**GOAL OF THE EXERCISE**
Give everything in the material below, from the line containing "grass, it would be much appreciated." down to the line containing "M100 121L100 119L104", both ends included, as a numbered list with blank lines left out.

>>

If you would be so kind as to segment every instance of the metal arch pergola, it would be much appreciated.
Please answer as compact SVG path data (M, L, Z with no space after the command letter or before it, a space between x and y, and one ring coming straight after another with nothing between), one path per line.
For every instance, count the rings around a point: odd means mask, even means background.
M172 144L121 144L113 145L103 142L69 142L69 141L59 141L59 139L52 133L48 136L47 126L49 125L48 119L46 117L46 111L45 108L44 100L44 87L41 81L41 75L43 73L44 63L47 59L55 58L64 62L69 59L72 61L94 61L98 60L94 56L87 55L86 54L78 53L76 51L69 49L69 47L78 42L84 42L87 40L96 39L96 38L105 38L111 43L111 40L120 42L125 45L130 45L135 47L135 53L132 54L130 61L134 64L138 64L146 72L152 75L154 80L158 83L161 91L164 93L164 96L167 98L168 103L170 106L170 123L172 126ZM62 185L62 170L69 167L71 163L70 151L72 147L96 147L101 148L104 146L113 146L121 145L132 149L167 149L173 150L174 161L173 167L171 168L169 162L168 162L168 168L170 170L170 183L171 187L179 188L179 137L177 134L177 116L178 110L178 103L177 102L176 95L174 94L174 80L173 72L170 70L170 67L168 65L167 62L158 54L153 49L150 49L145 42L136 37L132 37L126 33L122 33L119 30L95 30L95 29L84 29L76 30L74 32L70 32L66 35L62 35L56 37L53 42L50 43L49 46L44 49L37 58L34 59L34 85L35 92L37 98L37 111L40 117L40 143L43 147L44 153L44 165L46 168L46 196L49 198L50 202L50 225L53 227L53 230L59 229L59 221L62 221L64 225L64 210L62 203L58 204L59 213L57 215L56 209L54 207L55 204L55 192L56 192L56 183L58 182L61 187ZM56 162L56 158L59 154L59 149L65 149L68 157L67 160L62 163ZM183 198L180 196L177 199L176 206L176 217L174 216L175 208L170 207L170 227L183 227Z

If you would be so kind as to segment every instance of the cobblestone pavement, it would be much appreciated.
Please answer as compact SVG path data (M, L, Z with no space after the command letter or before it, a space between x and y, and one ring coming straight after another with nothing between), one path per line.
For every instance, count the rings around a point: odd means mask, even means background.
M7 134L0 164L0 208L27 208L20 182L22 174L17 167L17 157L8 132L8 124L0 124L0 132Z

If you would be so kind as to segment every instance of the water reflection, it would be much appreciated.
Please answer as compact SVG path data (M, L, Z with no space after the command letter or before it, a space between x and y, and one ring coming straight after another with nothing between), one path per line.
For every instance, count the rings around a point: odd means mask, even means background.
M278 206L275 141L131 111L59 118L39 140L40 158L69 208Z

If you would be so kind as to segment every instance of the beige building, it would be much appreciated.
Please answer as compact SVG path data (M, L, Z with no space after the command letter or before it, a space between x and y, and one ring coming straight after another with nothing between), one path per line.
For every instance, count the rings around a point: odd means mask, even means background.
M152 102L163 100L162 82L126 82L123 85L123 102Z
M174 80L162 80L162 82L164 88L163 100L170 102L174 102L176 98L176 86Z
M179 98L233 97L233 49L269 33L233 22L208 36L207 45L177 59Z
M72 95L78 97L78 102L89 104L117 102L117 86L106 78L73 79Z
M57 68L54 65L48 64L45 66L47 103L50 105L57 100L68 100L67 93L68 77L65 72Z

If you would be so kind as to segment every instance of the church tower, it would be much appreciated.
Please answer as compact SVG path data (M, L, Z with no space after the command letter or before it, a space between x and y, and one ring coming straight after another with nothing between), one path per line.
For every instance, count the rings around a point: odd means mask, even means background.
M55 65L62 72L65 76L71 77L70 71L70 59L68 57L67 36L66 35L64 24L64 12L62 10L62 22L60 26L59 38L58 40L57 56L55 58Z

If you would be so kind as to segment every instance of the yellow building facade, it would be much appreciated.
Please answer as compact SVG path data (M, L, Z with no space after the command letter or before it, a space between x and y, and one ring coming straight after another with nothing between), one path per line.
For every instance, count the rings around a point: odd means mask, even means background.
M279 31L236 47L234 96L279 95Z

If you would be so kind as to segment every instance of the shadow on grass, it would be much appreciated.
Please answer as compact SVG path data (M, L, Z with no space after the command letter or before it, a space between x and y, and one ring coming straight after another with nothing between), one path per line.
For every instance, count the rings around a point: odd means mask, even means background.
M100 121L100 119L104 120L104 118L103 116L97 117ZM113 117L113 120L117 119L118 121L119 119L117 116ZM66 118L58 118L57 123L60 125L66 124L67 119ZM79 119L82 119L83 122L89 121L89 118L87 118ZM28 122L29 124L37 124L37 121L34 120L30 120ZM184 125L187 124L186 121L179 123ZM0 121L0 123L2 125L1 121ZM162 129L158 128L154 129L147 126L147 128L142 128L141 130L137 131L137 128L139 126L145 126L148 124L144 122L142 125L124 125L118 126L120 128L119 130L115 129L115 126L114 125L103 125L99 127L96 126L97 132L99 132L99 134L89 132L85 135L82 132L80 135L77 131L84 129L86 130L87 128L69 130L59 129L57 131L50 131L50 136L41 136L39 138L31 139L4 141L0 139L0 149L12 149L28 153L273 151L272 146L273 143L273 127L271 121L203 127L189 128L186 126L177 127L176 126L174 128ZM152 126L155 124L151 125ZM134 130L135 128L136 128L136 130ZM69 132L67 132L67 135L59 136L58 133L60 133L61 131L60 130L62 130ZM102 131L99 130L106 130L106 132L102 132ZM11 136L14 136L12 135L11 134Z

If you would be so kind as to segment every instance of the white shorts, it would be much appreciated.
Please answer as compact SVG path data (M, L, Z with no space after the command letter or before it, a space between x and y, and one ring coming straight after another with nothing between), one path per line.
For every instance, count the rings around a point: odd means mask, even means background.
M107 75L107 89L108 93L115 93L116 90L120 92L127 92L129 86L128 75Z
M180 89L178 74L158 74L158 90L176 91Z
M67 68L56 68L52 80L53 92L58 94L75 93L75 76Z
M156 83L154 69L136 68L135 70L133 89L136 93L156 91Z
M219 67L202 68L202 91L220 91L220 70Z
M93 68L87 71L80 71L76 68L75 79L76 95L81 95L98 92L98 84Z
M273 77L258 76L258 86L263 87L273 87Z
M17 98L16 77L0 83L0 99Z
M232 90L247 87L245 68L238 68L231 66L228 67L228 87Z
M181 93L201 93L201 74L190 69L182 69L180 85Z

<<

**SOLUTION FOR THIS TASK**
1. If you would be so kind as to segment every instance of the shadow on grass, it would be much appreciated.
2. Please answer as compact SVG path data (M, L, Z with no space after the command letter or before it, a space between x and y, and one ring coming straight after another with nothing between), one path per line.
3. For every instance, count the rings around a point: odd means mask, even means background.
4. M100 121L100 119L104 120L104 118L103 116L97 117ZM113 117L113 120L117 119L118 121L119 119L117 116ZM66 118L58 118L57 123L60 125L66 124L67 119ZM79 119L82 119L83 122L89 121L89 118L87 118ZM28 122L29 124L37 124L37 121L34 120L30 120ZM184 125L187 124L186 121L179 123ZM0 121L0 123L2 125L1 121ZM162 129L158 128L154 129L147 126L147 128L142 128L141 130L137 131L137 128L139 126L145 126L148 124L144 122L142 125L124 125L118 126L120 128L119 130L115 129L115 126L114 125L103 125L99 127L96 126L97 132L99 132L99 134L89 132L85 135L82 132L80 135L77 131L84 129L86 130L87 128L69 130L59 129L57 131L50 131L50 136L41 136L39 138L31 139L4 141L0 139L0 149L12 149L28 153L273 151L272 146L273 143L273 127L271 121L203 127L189 128L186 126L177 127L176 126L174 128ZM152 126L155 124L151 125ZM134 130L135 128L136 128L136 130ZM69 132L67 132L67 135L59 136L58 133L60 133L61 131L60 130L62 130ZM102 131L99 130L106 130L106 132L102 132ZM11 136L14 136L12 135L11 134Z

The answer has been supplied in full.